# Direction
Write out every record below exactly as it appears.

# Records supplied
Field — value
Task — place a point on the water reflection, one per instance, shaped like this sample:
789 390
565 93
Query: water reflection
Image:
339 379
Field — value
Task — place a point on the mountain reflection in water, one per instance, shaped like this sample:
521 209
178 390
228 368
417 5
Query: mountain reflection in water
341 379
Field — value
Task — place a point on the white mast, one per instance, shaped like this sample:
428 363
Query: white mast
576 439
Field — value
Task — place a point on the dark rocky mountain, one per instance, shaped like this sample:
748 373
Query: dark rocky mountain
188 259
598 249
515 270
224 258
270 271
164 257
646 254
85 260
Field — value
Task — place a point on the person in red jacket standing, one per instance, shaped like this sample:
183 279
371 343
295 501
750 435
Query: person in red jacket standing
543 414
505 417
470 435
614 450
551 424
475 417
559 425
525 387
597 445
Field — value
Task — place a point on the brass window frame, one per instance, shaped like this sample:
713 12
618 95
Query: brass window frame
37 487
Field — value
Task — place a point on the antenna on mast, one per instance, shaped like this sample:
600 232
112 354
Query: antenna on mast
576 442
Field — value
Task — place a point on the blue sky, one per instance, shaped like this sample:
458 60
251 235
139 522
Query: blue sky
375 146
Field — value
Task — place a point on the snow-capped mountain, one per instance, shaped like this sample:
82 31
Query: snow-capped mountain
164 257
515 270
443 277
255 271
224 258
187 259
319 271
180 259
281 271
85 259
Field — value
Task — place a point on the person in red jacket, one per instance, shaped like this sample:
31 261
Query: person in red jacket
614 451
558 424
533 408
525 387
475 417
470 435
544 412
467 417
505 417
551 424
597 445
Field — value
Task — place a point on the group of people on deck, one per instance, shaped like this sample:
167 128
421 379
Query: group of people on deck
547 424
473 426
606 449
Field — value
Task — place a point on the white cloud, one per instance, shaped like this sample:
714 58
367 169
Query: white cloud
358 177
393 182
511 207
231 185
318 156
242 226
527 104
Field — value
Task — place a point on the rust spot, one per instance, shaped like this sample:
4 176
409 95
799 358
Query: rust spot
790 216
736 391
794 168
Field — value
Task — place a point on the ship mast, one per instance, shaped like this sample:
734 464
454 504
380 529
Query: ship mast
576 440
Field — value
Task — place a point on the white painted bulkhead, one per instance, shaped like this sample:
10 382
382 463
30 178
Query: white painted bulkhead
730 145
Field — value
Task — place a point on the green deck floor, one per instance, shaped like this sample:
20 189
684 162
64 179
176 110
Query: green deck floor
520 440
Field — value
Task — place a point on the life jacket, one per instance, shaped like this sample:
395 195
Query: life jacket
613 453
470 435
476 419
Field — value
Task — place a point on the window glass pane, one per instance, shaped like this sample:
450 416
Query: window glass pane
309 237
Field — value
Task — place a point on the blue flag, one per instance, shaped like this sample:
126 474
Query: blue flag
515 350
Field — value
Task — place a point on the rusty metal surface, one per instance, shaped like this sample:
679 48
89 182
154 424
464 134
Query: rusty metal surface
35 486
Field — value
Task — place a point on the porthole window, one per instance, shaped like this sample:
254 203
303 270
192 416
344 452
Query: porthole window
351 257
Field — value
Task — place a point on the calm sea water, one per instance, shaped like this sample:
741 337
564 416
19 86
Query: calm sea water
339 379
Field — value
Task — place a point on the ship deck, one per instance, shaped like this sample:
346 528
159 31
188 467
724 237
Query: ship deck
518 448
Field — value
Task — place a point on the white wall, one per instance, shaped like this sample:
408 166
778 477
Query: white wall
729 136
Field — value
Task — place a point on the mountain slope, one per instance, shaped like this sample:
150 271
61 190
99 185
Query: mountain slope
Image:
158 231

# Exercise answer
Field — value
Task — place a point on the water reflection, one per instance, shaped like this sample:
789 390
565 93
Query: water reflection
Image:
339 379
Field — value
Task — place a point on the mountain reflection in water, one per instance, shaped like this sample:
521 209
178 390
228 368
417 5
Query: mountain reflection in water
341 379
Field — value
Task — place a point on the white mast, one per instance, shaped like this sample:
428 363
Query: white mast
576 439
Field — value
Task — place a point on the dark rocky mountain, one per instance, shaped like this sample:
748 373
Query: dark rocky mountain
188 259
598 249
515 270
224 258
270 271
164 257
646 254
85 260
Field — value
Task — place a point on the person in red jacket standing, one per instance, shaped like this sample:
183 279
371 343
295 501
750 435
Query: person in red jacket standing
543 414
505 417
470 435
614 450
551 424
475 417
559 425
525 387
597 445
Field — value
Task — place a point on the brass window frame, one per instance, shaped like this sample:
713 12
618 95
Query: brass window frame
37 487
Field — value
Task — place a point on the antenna on mast, one per instance, shaped like this sample:
600 232
112 354
Query: antenna on mast
576 442
Field — value
Task — place a point on the blue sky, one per instance, shaped like this sample:
458 60
251 235
139 522
Query: blue sky
375 146
Field — value
Task — place a point on the snow-capped mountain, one per instance, shaped like this sample:
82 31
Query: snow-capped mountain
164 257
515 270
443 277
255 271
224 258
187 259
319 271
180 259
281 271
85 259
Field — value
Task — place a point on the person in red jacket, one per instance, shaped like this sample:
31 261
Query: person in red jacket
614 451
558 424
533 408
525 387
475 417
470 435
544 412
467 417
505 417
551 424
597 445
Field — value
Task — place a point on the group of people on deck, one per instance, shaped like this sample:
167 128
421 379
Query: group of people on deck
547 424
473 426
606 449
Field — value
Task — place a point on the white cloud, one per instance, shaped like this sample:
714 58
367 169
Query: white cloud
358 177
393 182
511 207
231 185
318 156
242 226
527 104
Field — value
Task — place a point on the rust spot, one per instance, shaped like this sample:
4 176
409 95
799 358
Query: rust spot
790 216
736 391
794 168
Field — value
Task — place a point on the ship mast, one per instance, shaped like this sample:
734 464
454 504
380 529
Query: ship mast
576 440
Field — value
Task — place a point on the white painted bulkhead, one per instance, shaped like this sample:
10 382
382 463
30 178
Query: white painted bulkhead
730 145
Field — value
Task — place a point on the green deck floor, one per instance, shaped like this sample:
20 189
684 162
64 179
176 110
Query: green deck floor
520 440
Field — value
Task — place a point on the life jacket, one per instance, shaped like this sample:
395 195
Query: life jacket
613 453
470 435
476 419
Field — value
Task — place a point on the window glass pane, one per instance, shaped like this sample:
450 416
Query: window glass pane
309 237
Field — value
Task — place a point on the blue flag, one per instance, shaped like this sample:
126 474
Query: blue flag
515 350
Field — value
Task — place a point on the rusty metal surface, one per instance, shaped like this sample:
679 48
89 182
154 424
464 134
Query: rusty metal surface
35 486
Field — value
Task — place a point on the porthole window, one per instance, shaped like this sample:
254 203
303 270
192 416
344 452
Query: porthole window
351 257
Field — value
Task — place a point on the calm sea water, one per instance, shaped like this sample:
741 337
564 416
19 86
Query: calm sea water
339 379
Field — value
Task — place a point on the ship deck, one per instance, shaped like this sample:
346 528
159 31
188 467
724 237
Query: ship deck
518 448
Field — value
Task — place a point on the white wall, one per instance, shaped like this sample:
408 166
778 477
Query: white wall
729 136
Field — value
Task — place a point on the mountain slope, one per instance, shaped like this sample:
150 271
61 190
99 185
Query: mountain slope
Image:
158 231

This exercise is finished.